● **WHAT YOU HAVE TO DO**
Only a number is expected here: the count of lines in the data that contain "green".
□ □ □ □ □ □ □
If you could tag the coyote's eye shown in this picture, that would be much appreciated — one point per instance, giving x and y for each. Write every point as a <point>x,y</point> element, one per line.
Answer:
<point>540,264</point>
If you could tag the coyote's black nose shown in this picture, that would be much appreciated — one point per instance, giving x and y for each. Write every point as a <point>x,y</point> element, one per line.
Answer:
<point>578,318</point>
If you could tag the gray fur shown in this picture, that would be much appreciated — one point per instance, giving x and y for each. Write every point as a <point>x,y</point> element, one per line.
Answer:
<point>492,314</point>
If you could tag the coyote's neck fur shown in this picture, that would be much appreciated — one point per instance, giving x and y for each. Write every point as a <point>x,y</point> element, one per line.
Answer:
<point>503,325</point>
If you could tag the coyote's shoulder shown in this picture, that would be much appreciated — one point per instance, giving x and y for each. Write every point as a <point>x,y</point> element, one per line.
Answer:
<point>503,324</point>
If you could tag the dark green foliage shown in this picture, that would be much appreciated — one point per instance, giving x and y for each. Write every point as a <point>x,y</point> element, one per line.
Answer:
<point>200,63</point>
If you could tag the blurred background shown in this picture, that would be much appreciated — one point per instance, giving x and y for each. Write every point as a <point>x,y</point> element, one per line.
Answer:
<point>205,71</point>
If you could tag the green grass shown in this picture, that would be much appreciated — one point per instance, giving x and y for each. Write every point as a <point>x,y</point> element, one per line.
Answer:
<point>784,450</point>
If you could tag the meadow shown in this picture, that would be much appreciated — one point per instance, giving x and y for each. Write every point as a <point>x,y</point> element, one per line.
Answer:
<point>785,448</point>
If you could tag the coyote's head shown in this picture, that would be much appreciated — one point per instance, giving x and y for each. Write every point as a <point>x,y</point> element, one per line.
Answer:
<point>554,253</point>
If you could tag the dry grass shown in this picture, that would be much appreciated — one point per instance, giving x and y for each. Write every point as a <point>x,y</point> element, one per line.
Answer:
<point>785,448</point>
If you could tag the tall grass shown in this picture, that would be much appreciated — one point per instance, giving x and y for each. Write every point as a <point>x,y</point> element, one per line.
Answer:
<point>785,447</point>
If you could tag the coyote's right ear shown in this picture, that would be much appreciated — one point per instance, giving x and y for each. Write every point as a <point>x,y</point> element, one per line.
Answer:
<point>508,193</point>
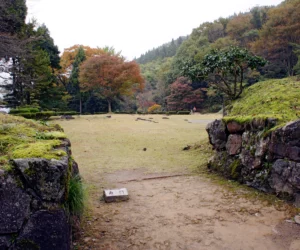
□ □ □ □ □ □ □
● **OUTPUT OF THE TASK**
2